══ Selected passage ══

Simulate biallelic data from a simple statistical model. Inputs include the complexity of infection (COI), population-level allele frequencies (PLAF) and some parameters dicating skew and error distributions. Outputs include the phased haplotypes and the un-phased read count and coverage data.

sim_biallelic(COI = 3, PLAF = runif(10, 0, 0.5), coverage = 100,
  prob_missing = 0.1, alpha = 1, overdispersion = 0, epsilon = 0)

Arguments

COI

complexity of infection.

PLAF

vector of population-level allele frequencies at each locus.

coverage

coverage at each locus. If a single value then the same coverage is applied over all loci.

prob_missing

the probabilty of each locus failing. If a locus fails then coverage is set to NA. Can be a vector of values over all loci, or a single value in which case the same value applies over all loci.

alpha

shape parameter of the symmetric Dirichlet prior on strain proportions.

overdispersion

the extent to which counts are over-dispersed relative to the binomial distribution. Counts are Beta-binomially distributed, with the beta distribution having shape parameters p/overdispersion and (1-p)/overdispersion.

═══

## Task requirements
1. Can you rewrite the part of the sim_biallelic documentation that opens with the words containing "Simulate biallelic data" and closes with "frequencies at each locus.", swapping each "complexity of infection" for "multiplicity of infection"?
2. Could you carry the sim_biallelic documentation on from where it stops?
The items have nothing to do with the sim_biallelic documentation.

══ Information shown ══

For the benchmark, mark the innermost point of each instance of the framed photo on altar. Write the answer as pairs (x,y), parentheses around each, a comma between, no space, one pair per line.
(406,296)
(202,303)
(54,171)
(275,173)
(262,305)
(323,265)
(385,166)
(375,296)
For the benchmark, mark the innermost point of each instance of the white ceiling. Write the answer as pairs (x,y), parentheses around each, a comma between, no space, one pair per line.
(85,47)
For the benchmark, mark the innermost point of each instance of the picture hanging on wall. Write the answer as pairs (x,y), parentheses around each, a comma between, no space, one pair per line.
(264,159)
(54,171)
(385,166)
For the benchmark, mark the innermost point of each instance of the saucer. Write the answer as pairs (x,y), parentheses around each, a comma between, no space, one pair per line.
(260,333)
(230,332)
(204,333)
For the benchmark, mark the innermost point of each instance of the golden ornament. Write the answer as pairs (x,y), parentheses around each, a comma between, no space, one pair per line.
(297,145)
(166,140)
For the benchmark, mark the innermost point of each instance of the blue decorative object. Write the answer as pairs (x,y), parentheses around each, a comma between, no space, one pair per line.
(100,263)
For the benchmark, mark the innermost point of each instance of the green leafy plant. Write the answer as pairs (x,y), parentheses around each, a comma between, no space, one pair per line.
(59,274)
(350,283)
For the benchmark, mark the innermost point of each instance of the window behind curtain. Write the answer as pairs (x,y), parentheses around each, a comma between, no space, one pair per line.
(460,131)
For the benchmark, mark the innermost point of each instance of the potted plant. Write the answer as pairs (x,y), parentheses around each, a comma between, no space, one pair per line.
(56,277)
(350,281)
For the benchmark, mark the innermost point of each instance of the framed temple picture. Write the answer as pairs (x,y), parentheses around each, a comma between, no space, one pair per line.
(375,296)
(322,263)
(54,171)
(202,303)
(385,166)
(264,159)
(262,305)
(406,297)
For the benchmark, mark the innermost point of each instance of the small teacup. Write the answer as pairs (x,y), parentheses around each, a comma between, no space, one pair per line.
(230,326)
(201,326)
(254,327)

═══

## Expected outputs
1.
Simulate biallelic data from a simple statistical model. Inputs include the multiplicity of infection (COI), population-level allele frequencies (PLAF) and some parameters dicating skew and error distributions. Outputs include the phased haplotypes and the un-phased read count and coverage data.

sim_biallelic(COI = 3, PLAF = runif(10, 0, 0.5), coverage = 100,
  prob_missing = 0.1, alpha = 1, overdispersion = 0, epsilon = 0)

Arguments

COI

multiplicity of infection.

PLAF

vector of population-level allele frequencies at each locus.

2.
epsilon

the probability of a single read being mis-called as the other allele. Applies in both directions.

Details

Simulated data are drawn from a simple statistical model:

  1. Strain proportions are drawn from a symmetric Dirichlet distribution with shape parameter alpha.

  2. Phased haplotypes are drawn at every locus, one for each COI. The allele at each locus is drawn from a Bernoulli distribution with probability given by the PLAF.

  3. The "true" within-sample allele frequency at every locus is obtained by multiplying haplotypes by their strain proportions, and summing over haplotypes. Errors are introduced through the equation $$wsaf_error = wsaf*(1-e) + (1-wsaf)*e$$where \(wsaf\) is the WSAF without error and \(e\) is the error parameter epsilon.

  4. Final read counts are drawn from a beta-binomial distribution with expectation \(w_error\). The raw number of draws is given by the coverage, and the skew of the distribution is given by the overdispersion parameter. If overdispersion = 0 then the distribution is binomial, rather than beta-binomial.